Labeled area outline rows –
BEGIN

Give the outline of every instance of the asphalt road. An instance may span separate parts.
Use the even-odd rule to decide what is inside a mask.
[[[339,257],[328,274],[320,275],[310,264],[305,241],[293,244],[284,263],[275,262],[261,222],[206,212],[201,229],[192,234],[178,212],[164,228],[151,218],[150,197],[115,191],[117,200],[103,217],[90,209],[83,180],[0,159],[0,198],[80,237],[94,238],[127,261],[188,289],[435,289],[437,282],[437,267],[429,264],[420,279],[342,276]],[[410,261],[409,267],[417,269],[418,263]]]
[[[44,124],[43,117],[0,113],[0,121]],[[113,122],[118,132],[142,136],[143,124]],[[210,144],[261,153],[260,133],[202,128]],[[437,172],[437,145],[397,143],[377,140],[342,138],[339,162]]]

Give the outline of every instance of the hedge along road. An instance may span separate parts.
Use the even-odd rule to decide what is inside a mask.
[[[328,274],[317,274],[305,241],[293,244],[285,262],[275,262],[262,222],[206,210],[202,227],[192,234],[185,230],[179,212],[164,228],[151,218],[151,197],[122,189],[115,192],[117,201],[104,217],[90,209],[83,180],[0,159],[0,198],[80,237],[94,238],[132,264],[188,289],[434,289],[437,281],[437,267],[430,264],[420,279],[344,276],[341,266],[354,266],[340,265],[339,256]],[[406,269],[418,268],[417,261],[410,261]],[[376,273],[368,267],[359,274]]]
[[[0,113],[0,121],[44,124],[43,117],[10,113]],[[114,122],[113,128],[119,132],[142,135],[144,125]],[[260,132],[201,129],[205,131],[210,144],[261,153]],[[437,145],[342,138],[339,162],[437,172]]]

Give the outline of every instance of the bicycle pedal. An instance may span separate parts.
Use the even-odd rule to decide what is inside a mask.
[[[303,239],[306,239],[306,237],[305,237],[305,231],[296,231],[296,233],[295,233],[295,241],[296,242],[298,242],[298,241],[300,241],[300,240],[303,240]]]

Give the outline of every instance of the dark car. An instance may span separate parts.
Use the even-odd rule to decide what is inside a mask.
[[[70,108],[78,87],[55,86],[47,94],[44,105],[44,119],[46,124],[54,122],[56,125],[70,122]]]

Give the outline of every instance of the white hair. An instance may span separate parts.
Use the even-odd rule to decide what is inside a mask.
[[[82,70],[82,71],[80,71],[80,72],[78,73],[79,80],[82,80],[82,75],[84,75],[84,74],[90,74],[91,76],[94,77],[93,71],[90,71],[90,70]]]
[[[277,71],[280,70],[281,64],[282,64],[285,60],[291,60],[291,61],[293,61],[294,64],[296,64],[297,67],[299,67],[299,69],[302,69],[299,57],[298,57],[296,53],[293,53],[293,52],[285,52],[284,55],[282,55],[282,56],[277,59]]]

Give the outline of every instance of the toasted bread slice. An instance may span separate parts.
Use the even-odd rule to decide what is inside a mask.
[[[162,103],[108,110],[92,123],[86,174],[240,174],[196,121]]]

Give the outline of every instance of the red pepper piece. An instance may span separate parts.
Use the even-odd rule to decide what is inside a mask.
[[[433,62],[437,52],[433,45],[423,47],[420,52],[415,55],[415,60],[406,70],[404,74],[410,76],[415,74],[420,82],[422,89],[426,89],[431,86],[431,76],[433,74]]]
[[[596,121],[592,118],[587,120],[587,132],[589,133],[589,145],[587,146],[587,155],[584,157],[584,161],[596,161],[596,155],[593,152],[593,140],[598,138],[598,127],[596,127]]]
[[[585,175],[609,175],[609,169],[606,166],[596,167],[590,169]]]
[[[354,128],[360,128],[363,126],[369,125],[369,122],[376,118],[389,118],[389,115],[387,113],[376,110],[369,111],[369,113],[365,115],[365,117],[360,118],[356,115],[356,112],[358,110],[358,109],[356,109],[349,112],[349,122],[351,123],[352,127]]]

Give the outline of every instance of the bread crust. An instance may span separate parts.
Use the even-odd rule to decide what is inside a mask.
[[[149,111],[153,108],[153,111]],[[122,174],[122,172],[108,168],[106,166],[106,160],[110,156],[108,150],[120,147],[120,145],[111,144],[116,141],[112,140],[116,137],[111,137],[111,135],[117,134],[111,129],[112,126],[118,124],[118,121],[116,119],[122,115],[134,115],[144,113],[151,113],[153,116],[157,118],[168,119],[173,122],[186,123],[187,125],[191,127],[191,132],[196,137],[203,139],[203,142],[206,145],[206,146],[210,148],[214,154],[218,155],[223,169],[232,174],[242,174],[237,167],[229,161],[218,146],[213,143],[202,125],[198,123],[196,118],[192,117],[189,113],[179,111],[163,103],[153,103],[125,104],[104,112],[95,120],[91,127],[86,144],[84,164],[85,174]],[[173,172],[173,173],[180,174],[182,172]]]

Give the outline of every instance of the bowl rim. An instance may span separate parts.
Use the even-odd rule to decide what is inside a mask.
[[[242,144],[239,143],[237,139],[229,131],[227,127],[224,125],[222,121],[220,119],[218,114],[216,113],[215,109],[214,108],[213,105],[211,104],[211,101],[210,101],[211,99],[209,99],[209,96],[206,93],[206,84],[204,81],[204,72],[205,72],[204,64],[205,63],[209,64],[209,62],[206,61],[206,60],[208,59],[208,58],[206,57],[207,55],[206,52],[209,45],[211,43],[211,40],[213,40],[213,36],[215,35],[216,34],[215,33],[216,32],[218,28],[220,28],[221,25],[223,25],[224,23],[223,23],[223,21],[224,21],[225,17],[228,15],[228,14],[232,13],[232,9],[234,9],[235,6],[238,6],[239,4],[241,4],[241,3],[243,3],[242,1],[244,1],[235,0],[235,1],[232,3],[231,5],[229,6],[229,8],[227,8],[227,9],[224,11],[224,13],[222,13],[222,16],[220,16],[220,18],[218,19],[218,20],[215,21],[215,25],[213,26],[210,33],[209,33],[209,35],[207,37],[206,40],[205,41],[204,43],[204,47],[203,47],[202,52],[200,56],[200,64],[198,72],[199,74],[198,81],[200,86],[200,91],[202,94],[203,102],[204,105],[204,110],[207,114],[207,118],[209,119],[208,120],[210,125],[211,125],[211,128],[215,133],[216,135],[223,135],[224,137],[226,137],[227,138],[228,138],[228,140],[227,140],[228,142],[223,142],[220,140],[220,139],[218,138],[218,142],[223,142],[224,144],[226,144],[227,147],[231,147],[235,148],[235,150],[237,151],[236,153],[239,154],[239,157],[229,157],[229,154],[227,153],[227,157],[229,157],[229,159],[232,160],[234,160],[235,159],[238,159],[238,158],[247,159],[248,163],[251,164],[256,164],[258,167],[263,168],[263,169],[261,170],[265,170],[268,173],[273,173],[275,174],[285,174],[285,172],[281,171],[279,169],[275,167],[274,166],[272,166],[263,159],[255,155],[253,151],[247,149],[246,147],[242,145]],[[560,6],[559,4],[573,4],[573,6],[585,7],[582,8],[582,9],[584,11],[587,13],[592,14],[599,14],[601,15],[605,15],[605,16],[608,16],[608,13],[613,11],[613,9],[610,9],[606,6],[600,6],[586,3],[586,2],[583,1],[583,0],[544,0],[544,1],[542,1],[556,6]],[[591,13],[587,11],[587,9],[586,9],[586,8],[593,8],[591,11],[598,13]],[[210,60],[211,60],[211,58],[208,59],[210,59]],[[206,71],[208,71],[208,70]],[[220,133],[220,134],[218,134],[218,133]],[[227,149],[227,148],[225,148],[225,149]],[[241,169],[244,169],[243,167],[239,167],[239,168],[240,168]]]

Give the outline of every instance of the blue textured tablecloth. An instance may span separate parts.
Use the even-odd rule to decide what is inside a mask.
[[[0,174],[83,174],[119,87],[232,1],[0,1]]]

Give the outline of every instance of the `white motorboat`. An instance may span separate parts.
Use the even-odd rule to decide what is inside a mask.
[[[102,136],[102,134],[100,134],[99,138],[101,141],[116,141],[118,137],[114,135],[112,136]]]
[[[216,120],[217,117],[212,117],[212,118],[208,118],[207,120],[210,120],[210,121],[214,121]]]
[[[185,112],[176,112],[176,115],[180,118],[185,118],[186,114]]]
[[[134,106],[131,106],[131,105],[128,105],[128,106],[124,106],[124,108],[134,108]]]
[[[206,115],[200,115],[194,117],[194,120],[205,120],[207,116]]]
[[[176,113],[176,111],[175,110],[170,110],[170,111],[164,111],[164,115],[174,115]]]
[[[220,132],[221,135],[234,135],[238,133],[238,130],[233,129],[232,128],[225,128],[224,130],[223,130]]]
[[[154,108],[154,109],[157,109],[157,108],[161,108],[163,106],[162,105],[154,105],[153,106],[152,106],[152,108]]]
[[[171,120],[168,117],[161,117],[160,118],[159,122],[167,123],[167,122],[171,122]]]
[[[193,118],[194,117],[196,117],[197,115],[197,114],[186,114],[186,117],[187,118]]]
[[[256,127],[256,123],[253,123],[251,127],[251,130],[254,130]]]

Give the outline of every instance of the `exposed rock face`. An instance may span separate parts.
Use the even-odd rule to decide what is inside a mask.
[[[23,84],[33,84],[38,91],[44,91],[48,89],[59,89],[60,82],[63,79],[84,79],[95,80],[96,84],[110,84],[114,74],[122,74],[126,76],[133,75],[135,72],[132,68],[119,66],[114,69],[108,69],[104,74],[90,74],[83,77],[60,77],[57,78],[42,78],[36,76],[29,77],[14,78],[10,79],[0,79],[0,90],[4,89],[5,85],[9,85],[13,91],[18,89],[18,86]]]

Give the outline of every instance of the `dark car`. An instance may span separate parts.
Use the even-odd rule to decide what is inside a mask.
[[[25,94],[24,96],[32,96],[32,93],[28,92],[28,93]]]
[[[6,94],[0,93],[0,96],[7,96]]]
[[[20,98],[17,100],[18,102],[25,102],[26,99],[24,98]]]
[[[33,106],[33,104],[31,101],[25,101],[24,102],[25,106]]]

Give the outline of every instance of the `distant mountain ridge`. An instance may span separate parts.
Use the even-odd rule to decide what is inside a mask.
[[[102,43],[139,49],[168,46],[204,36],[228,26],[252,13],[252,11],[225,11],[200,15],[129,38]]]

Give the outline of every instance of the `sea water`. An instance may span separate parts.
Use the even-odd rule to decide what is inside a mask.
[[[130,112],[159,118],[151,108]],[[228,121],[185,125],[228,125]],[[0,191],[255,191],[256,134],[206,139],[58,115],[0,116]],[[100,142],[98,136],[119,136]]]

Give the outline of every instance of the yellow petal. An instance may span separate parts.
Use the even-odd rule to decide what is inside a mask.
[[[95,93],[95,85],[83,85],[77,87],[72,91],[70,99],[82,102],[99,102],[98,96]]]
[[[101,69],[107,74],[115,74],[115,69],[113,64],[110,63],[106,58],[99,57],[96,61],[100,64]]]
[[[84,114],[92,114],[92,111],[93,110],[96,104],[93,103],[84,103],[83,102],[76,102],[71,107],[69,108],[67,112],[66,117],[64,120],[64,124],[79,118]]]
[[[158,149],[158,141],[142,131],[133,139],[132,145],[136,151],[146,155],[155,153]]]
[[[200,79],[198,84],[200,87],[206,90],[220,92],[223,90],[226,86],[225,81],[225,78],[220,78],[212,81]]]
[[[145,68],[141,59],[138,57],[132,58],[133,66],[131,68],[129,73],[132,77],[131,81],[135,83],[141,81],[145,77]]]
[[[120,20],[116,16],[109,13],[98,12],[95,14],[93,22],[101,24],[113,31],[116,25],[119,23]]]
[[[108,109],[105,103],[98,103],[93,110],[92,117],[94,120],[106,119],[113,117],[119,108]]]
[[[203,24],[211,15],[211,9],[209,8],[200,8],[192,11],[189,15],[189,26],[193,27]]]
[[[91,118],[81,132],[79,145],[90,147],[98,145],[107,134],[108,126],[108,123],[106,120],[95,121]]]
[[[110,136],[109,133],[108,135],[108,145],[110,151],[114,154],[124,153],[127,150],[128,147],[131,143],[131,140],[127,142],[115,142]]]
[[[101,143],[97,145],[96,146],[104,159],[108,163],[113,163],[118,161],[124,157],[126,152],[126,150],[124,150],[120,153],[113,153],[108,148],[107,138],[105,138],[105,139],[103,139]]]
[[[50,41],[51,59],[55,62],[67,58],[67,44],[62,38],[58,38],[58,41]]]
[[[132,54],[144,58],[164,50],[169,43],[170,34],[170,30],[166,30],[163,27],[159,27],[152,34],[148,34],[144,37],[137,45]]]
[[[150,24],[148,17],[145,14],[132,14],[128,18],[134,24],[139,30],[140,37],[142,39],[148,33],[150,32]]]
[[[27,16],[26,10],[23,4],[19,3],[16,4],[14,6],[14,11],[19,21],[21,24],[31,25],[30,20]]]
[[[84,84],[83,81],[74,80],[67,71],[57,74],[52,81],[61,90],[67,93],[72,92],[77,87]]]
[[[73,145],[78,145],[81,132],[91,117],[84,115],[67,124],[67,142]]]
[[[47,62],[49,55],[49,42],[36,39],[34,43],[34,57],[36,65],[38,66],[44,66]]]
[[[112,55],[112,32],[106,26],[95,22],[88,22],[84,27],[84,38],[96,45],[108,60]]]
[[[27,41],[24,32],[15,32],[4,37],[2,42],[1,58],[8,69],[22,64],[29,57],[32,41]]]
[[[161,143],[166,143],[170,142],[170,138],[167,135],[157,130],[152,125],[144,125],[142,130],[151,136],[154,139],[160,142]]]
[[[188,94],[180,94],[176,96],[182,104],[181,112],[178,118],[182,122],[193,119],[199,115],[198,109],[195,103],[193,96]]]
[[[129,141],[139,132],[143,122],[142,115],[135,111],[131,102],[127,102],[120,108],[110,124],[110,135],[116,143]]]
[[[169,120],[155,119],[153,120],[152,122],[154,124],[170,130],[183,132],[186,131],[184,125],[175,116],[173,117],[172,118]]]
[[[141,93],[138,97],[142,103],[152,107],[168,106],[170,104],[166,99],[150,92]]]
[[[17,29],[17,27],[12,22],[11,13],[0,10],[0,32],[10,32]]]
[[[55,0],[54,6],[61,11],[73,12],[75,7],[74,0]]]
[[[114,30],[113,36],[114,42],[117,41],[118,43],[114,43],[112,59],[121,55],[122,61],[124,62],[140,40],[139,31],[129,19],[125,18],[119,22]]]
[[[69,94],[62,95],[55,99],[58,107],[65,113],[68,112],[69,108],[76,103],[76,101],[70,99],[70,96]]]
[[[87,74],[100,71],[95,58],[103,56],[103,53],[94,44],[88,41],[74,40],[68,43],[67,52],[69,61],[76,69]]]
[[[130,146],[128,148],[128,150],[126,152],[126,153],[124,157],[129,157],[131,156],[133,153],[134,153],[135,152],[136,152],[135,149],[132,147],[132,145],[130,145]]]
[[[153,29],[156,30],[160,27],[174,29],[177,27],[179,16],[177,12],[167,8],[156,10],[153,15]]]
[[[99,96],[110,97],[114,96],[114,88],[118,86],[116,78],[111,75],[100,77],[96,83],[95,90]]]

END

SHORT EXERCISE –
Find each line in the rows above that contains the string "road", and copy those lines.

EXERCISE OUTPUT –
Give the outline of every instance of the asphalt road. An instance may span separate parts.
Give the outline of every instance of the hedge along road. An instance may span separate parts.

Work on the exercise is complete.